▶ [Page text]:
____________________
On 30/06/18 03:03, Tomas Vondra wrote:
> On 06/29/2018 04:51 PM, Teodor Sigaev wrote:
>>
>>>> I tried to attack the cost_sort() issues and hope on that basis we
>>>> can solve problems with 0002 patch and improve incremental sort patch.
>>>>
>>>
>>> OK, will do. Thanks for working on this!
>>
>> I hope, now we have a better cost_sort(). The obvious way is a try
>> all combination of pathkeys in get_cheapest_group_keys_order() and
>> choose cheapest one by cost_sort().
>
>> But it requires N! operations and potentially could be very
>> expensive in case of large number of pathkeys and doesn't solve the
>> issue with user-knows-what-he-does pathkeys.
>
> Not sure. There are N! combinations, but this seems like a good
> candidate for backtracking [1]. You don't have to enumerate and
> evaluate all N! combinations, just construct one and then abandon
> whole classes of combinations as soon as they get more expensive than
> the currently best one. That's thanks to additive nature of the
> comparison costing, because appending a column to the sort key can
> only make it more expensive. My guess is this will make this a non-issue.
>
> [1] https://en.wikipedia.org/wiki/Backtracking
>
>>
>> We could suggest an order of pathkeys as patch suggests now and if
>> cost_sort() estimates cost is less than 80% (arbitrary chosen) cost
>> of user-suggested pathkeys then it use our else user pathkeys.
>>
>
> I really despise such arbitrary thresholds. I'd much rather use a more
> reliable heuristics by default, even if it gets it wrong in some cases
> (which it will, but that's natural).
>
> regards
>
Additionally put an upper limit threshold on the number of combinations
to check, fairly large by default?
If first threshold is exceeded, could consider checking out a few more
selected at random from paths not yet checked, to avoid any bias caused
by stopping a systematic search. This might prove important when N! is
fairly large.
Cheers,
Gavin
____________________
▶ [Supplied data]:
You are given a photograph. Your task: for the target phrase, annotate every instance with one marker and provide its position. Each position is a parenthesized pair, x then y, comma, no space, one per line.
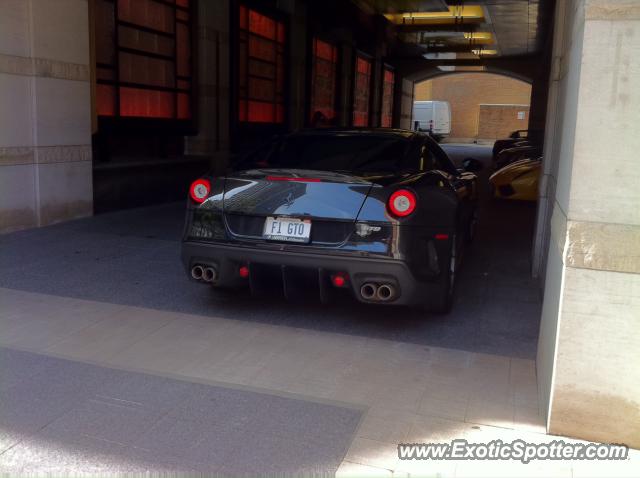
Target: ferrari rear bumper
(302,274)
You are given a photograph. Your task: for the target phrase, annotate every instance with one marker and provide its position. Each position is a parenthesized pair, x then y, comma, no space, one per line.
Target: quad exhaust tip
(385,292)
(204,273)
(368,291)
(196,272)
(375,292)
(209,274)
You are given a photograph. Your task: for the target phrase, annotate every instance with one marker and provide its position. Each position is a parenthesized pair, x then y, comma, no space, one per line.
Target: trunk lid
(293,192)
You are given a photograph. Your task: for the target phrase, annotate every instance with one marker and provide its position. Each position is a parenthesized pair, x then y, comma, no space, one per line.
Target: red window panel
(145,70)
(184,106)
(362,91)
(324,69)
(143,103)
(388,81)
(183,46)
(261,70)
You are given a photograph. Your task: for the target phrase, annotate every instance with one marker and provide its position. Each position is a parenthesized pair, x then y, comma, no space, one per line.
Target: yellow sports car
(518,180)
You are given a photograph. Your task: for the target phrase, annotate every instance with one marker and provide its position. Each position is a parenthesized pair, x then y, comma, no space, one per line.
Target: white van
(432,116)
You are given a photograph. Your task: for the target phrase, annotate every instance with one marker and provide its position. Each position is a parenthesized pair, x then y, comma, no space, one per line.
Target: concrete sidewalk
(407,392)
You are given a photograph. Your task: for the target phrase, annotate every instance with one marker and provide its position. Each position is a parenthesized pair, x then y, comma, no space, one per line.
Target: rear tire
(470,232)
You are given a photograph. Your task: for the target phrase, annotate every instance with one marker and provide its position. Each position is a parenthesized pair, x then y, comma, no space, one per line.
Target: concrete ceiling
(451,30)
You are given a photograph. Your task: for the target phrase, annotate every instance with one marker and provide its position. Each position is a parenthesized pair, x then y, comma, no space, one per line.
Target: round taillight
(402,203)
(199,190)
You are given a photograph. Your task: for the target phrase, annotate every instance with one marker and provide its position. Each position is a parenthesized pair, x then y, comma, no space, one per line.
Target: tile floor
(410,392)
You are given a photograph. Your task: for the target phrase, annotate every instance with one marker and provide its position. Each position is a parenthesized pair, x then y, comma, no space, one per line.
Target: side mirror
(472,165)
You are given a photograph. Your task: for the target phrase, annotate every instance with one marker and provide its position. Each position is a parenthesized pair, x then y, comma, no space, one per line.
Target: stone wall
(45,113)
(465,92)
(589,225)
(497,121)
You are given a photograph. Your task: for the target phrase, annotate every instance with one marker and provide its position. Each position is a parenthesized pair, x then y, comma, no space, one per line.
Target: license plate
(287,229)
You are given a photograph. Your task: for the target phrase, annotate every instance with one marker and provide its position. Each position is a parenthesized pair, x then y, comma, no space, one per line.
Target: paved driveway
(132,258)
(111,360)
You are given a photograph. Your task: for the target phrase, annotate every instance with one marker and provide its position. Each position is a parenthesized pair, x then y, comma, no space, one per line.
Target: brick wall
(497,121)
(467,91)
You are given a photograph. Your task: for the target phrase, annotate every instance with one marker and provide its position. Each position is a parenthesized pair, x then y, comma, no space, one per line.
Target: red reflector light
(339,280)
(199,190)
(402,203)
(286,178)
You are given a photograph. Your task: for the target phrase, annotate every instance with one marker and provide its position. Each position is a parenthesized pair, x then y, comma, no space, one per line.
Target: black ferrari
(381,214)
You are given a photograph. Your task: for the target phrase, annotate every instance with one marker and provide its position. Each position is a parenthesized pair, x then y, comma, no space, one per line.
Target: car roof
(379,132)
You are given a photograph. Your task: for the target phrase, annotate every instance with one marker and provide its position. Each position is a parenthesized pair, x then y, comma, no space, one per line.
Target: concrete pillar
(404,91)
(212,84)
(589,347)
(45,113)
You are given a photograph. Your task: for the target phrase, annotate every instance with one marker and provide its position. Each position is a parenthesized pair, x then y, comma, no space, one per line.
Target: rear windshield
(331,153)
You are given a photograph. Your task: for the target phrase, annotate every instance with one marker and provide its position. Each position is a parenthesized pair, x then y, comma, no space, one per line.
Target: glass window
(261,71)
(386,119)
(324,68)
(361,91)
(143,59)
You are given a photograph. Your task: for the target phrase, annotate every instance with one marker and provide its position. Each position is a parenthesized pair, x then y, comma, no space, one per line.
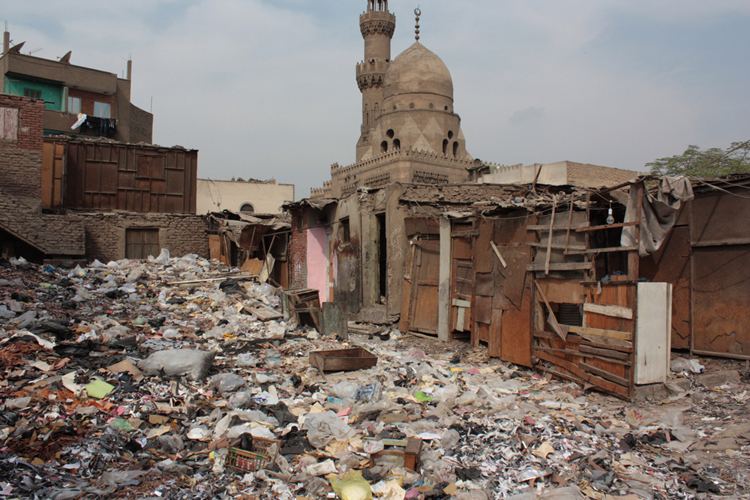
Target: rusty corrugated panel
(721,295)
(720,238)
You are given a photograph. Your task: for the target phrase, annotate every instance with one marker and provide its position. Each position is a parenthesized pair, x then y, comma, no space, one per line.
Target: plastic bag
(352,486)
(322,428)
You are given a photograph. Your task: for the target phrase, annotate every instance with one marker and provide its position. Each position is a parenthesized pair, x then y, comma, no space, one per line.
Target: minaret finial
(418,14)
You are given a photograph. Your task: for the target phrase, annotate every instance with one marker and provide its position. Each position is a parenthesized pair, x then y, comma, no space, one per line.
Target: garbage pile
(156,379)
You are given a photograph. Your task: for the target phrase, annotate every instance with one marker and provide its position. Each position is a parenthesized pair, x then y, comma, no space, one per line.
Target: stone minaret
(377,25)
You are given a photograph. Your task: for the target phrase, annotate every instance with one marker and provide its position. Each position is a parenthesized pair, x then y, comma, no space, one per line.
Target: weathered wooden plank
(556,246)
(599,382)
(545,227)
(551,318)
(614,311)
(561,266)
(498,254)
(605,374)
(605,353)
(548,256)
(586,229)
(570,352)
(594,251)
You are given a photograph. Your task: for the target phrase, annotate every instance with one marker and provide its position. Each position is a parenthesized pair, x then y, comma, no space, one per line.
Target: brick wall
(298,253)
(181,234)
(21,158)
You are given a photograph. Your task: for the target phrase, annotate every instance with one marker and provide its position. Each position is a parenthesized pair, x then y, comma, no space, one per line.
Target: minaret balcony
(377,22)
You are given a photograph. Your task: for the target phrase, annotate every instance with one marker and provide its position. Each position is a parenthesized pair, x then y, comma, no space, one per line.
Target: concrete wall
(215,196)
(105,233)
(21,159)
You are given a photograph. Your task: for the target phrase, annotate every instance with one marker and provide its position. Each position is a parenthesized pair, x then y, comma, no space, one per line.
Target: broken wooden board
(551,318)
(613,311)
(252,267)
(601,333)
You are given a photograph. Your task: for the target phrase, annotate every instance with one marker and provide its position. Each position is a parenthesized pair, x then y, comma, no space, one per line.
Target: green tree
(713,162)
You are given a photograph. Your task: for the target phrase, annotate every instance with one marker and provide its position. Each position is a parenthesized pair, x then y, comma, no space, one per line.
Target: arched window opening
(247,208)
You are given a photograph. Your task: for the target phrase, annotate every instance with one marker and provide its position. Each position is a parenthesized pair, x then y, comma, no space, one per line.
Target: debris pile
(167,378)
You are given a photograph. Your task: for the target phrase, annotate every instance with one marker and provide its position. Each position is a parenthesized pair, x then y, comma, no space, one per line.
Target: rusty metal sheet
(721,294)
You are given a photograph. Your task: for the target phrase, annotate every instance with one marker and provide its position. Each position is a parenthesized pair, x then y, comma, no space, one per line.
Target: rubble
(155,379)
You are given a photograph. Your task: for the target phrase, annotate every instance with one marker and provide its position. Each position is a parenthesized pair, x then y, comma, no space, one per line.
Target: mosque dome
(417,70)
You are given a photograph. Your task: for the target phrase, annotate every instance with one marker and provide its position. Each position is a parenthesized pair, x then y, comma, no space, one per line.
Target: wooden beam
(599,382)
(612,311)
(721,243)
(600,332)
(498,254)
(551,316)
(620,347)
(556,246)
(549,236)
(605,226)
(569,352)
(594,251)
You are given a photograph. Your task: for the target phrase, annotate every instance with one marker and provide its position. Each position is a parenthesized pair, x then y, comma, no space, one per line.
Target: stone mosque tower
(409,132)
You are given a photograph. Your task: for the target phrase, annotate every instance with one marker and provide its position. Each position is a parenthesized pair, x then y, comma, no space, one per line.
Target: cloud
(265,88)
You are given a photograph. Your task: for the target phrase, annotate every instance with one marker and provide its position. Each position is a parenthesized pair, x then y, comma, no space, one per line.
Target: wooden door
(53,170)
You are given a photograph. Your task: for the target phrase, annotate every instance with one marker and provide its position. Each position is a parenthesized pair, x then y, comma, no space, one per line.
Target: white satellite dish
(81,119)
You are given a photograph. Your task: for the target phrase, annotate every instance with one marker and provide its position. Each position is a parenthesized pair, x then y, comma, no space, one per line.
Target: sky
(266,88)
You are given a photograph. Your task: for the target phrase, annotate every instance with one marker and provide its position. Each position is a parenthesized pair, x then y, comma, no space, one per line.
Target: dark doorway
(141,242)
(382,256)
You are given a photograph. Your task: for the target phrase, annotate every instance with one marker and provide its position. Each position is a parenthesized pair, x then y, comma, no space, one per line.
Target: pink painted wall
(317,261)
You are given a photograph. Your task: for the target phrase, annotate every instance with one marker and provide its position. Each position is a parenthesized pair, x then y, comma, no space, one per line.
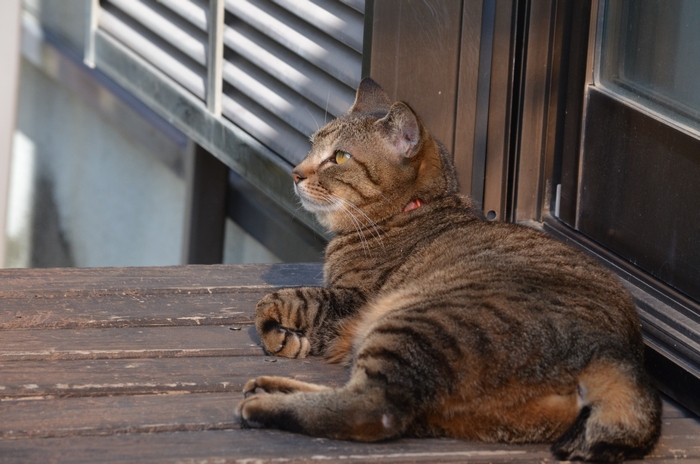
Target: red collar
(413,204)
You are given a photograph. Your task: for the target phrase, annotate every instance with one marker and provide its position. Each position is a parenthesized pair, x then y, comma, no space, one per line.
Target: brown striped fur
(454,326)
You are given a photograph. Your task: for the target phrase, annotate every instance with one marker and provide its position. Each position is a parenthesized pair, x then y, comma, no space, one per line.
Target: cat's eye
(341,156)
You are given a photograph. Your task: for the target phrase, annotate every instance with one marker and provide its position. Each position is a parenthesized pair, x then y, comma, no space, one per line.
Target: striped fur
(454,326)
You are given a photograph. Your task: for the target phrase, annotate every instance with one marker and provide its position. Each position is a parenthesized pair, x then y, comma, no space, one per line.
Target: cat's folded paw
(281,341)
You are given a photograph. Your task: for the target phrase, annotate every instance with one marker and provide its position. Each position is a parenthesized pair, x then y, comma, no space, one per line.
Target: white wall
(9,64)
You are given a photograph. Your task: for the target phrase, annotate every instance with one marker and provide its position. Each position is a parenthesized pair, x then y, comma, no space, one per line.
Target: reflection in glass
(650,52)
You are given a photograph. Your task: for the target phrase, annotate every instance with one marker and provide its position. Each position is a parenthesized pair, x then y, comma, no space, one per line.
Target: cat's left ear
(402,128)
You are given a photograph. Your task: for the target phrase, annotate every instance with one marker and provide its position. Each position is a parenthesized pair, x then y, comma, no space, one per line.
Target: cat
(454,326)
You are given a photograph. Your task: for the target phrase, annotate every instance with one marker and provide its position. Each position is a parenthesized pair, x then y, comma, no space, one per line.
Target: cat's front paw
(266,411)
(270,384)
(274,314)
(281,341)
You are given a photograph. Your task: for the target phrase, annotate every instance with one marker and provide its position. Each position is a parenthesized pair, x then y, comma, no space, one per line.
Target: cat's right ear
(370,98)
(402,129)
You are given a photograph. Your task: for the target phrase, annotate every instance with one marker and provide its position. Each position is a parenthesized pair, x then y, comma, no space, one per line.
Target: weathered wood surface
(147,365)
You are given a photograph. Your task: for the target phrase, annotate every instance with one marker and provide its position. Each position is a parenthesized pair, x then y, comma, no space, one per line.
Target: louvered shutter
(287,66)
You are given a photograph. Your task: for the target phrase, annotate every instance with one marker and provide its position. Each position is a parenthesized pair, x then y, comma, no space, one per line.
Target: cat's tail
(620,417)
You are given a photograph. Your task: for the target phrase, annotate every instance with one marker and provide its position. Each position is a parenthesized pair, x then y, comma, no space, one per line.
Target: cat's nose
(297,176)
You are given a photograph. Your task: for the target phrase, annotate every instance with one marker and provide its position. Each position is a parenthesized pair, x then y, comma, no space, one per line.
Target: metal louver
(285,66)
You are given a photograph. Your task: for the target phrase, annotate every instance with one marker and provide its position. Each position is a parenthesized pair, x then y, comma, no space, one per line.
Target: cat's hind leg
(620,417)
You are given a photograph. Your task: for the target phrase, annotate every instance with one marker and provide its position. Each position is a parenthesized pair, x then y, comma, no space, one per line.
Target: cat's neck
(413,204)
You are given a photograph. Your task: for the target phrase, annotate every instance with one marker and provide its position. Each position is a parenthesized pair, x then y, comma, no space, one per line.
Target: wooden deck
(147,365)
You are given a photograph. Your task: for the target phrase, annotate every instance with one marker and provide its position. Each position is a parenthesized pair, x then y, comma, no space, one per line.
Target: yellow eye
(341,156)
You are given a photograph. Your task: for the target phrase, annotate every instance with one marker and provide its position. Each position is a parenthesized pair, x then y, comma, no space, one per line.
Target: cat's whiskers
(355,221)
(370,223)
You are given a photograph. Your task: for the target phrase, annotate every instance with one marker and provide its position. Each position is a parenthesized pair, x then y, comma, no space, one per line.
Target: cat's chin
(317,208)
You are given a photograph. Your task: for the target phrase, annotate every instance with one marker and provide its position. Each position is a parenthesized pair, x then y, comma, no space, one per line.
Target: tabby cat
(454,326)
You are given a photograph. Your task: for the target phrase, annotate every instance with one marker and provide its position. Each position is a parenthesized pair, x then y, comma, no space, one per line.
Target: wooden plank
(680,440)
(63,417)
(59,417)
(48,283)
(147,376)
(131,310)
(130,343)
(253,446)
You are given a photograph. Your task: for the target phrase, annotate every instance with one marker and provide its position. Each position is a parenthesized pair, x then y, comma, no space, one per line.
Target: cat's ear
(370,98)
(402,128)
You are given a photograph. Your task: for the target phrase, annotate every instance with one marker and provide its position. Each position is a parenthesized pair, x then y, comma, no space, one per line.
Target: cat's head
(376,161)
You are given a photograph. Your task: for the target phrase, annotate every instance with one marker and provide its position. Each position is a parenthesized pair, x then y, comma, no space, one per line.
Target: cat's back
(486,269)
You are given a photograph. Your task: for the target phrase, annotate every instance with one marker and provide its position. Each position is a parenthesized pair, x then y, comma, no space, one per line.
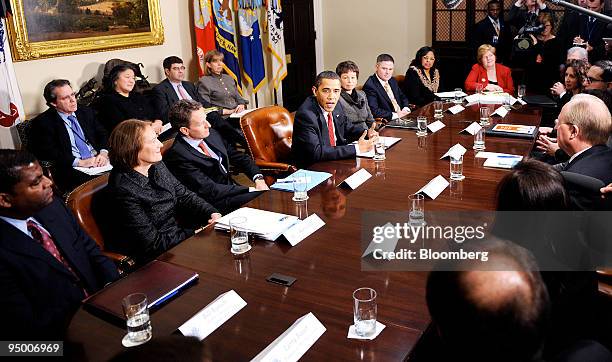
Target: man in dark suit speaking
(385,98)
(583,130)
(321,131)
(68,135)
(47,262)
(200,159)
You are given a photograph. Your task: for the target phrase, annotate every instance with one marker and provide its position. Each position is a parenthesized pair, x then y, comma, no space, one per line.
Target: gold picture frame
(27,44)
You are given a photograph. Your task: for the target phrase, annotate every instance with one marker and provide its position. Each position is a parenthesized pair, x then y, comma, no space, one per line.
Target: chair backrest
(269,132)
(81,201)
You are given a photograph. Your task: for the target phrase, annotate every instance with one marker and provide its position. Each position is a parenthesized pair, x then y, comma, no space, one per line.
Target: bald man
(582,132)
(494,315)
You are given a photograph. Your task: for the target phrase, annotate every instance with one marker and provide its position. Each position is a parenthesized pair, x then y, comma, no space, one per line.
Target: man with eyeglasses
(599,76)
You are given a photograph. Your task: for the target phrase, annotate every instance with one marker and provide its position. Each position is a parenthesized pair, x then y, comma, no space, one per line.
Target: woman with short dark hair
(353,100)
(422,78)
(147,200)
(120,101)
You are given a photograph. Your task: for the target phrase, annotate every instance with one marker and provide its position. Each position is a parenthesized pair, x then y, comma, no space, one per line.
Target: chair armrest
(275,166)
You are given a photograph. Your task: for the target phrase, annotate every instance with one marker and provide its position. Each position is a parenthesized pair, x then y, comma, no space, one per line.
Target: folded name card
(455,151)
(294,342)
(303,229)
(456,109)
(355,180)
(213,315)
(434,187)
(435,126)
(472,128)
(501,111)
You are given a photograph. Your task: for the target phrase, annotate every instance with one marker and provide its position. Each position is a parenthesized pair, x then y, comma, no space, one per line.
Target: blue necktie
(79,138)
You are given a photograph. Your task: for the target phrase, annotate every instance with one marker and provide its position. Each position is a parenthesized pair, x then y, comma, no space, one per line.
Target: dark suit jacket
(204,175)
(145,211)
(165,97)
(595,162)
(311,139)
(379,101)
(39,295)
(49,141)
(484,33)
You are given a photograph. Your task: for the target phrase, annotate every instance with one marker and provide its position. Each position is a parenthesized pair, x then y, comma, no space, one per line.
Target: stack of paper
(313,178)
(264,224)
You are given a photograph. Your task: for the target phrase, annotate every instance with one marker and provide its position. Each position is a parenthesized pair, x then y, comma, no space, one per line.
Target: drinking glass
(456,167)
(479,140)
(438,109)
(484,116)
(136,312)
(421,126)
(239,235)
(300,185)
(364,311)
(458,93)
(416,216)
(521,90)
(379,150)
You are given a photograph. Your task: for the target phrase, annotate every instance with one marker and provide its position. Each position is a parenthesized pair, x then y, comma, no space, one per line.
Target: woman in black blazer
(147,200)
(121,102)
(422,78)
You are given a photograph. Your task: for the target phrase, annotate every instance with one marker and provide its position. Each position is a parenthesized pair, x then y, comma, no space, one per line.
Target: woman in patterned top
(422,78)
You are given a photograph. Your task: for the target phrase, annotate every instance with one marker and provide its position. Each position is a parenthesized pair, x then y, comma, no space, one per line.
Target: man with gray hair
(583,130)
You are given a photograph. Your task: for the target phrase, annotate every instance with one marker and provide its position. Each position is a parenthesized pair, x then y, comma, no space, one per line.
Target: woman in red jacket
(495,77)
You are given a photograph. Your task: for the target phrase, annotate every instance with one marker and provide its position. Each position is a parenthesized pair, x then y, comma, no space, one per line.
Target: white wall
(359,30)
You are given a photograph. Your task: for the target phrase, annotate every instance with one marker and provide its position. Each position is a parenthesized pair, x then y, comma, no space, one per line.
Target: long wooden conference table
(327,264)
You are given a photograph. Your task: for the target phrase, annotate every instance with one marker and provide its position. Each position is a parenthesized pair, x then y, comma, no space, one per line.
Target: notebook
(159,280)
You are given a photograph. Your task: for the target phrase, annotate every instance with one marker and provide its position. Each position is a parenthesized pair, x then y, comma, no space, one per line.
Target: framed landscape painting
(51,28)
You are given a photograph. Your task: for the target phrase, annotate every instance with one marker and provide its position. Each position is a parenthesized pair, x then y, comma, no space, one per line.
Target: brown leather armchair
(80,201)
(269,132)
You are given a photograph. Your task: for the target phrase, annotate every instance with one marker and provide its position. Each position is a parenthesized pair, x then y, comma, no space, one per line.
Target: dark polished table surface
(327,264)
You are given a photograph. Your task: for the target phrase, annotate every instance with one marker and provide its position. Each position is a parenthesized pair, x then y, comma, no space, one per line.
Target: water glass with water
(438,109)
(458,94)
(479,140)
(239,235)
(521,90)
(416,215)
(379,150)
(300,187)
(364,311)
(136,312)
(484,116)
(421,126)
(456,167)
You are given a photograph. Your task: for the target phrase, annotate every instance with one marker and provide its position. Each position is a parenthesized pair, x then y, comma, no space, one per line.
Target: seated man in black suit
(174,88)
(47,262)
(493,30)
(321,131)
(200,159)
(68,135)
(385,98)
(582,132)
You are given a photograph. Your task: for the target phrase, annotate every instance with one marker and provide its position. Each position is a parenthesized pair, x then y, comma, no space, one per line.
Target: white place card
(213,315)
(472,128)
(456,109)
(303,229)
(353,335)
(355,180)
(387,245)
(435,126)
(294,342)
(94,171)
(456,151)
(501,111)
(434,187)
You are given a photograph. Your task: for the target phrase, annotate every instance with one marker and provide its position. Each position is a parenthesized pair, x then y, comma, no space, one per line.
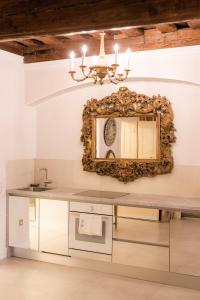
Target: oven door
(92,243)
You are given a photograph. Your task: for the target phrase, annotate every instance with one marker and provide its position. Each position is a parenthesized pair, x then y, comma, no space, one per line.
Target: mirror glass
(127,137)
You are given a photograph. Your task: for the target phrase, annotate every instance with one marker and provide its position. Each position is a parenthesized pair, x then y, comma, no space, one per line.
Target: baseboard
(4,253)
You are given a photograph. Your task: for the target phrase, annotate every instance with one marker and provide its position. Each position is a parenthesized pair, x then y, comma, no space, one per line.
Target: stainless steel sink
(35,189)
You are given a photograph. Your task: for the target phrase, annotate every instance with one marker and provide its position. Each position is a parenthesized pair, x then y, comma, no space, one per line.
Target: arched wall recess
(87,85)
(128,104)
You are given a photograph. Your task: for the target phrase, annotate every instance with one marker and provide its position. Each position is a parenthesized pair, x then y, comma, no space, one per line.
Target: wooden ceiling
(49,30)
____________________
▶ [Prompt 1]:
Print the part of the pathkey-ordering thread that opens with the words containing "If first threshold" and closes with "fairly large.".
▶ [Prompt 2]:
Name every person who appears by name in the pathkey-ordering thread.
The entries are separate material from the pathkey-ordering thread.

▶ [Exercise output 1]:
If first threshold is exceeded, could consider checking out a few more
selected at random from paths not yet checked, to avoid any bias caused
by stopping a systematic search. This might prove important when N! is
fairly large.

▶ [Exercise output 2]:
Tomas Vondra, Teodor Sigaev, Gavin